Задание =
Подхватите интервью с создателем шоу «Петя любит выпить» и напишите продолжение, начиная сразу после последней строки.

Фрагмент текста =
- - - -

Создатель шоу «Петя любит выпить» и «Петя Про», ведущий шоу «Гуд Морнинг», основатель Ploskov Production
— За последние полтора года просмотра твоего шоу [Петя любит выпить] у меня сложилось впечатление, что ты очень открытый и целеустремленный человек. Ты был таким с детства? Как сформировались эти качества?

Вообще непонятно, откуда взялась моя открытость, потому что по всем пунктам я не должен был вырасти таким. У меня было минимальное внимание со стороны родителей, я был довольно самостоятельным парнем с раннего детства. Есть показательная история о том, как в 6 лет я сам сел в автобус и уехал в училище искусств просить, чтобы меня записали на фортепиано. Эта самостоятельность была необходимостью, потому что моя мама родила меня в 17, папе было 18, и они оба очень много работали.

Сейчас мне очень сложно воспринимать бытовую жизнь. Как только у меня появились деньги, я начал нанимать уборщицу, но не потому что мне лень, а потому, что на ежедневной основе для меня готовка и уборка — это абсолютно пустая трата времени, которое можно выделить на условное обучение или работу. Это все благодаря родителям, которых я не особо видел в быту. Поэтому целеустремленность — это не какое-то желание больше заработать или оставить свое имя потомкам. Я просто по-другому жить не могу, мне не интересно по-другому. У меня работа занимает 90% времени.

— Ты много раз за жизнь переезжал. Как выглядел этот путь?

- - - -

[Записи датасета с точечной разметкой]
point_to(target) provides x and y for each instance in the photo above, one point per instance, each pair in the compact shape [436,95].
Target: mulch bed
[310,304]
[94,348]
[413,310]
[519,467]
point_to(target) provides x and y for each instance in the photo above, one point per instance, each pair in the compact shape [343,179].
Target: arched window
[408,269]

- - - -

Ответ =
Сначала я работал в правительстве Тюменской области. Я любил свою работу, потому что она была связана с дипломатией: я встречал делегации и сам ездил в другие страны представлять область. Но когда мою заработную плату сделали настолько низкой, что я за ТО машины отдавал больше месячного дохода, я собрал чемодан и поехал в Питер. Там мне предложили аналогичную моей должность из-за того, что я с нуля создал целый отдел и Тюмень обогнала Петербург по определенным показателям. В итоге я туда приехал, и мне сказали, что не могут подписать со мной контракт. Я остался в Петербурге на несколько месяцев, работал официантом.

Меня раздражают люди, которые жалуются, что у них нет возможности найти работу — я никогда в жизни никого не просил меня куда-то устроить. Если я понимаю, что мне нужны деньги — я иду работать официантом. У меня было образование, про меня делали программу, я представлял правительство РФ, но у меня даже мысли не было, что какая-то работа меня унижает. Это абсолютная глупость. Это деньги, это классный заработок.

— Путешествия по другим странам повлияли как-то на то, как ты относишься к разным людям?

Мне в этом плане очень помогла семья: хотя мои родители не были обеспеченными, они каким-то образом отправили меня на 2 месяца в Англию, когда мне было 12. Тогда это не было каким-то элитным образованием, да и доллар был другой. Я месяц прожил в Лондоне и месяц — в Оксфорде.

В Тюмени нужно было бороться за то, чтобы выделяться, нужно было отстаивать свою индивидуальность. В Лондоне же ты видишь панков, рокеров, геев, пожилых бабушек на велосипедах, и ты понимаешь, что жизнь гораздо шире. Меня это очень изменило, и я очень благодарен родителям, которые позволили мне выбраться из своего привычного мира и увидеть, как вообще может быть. После этого я уже понимал, что люди разные, нужно уметь воспринимать все, и, наверное, это сильно повернуло меня в сторону эмпатии и толерантности.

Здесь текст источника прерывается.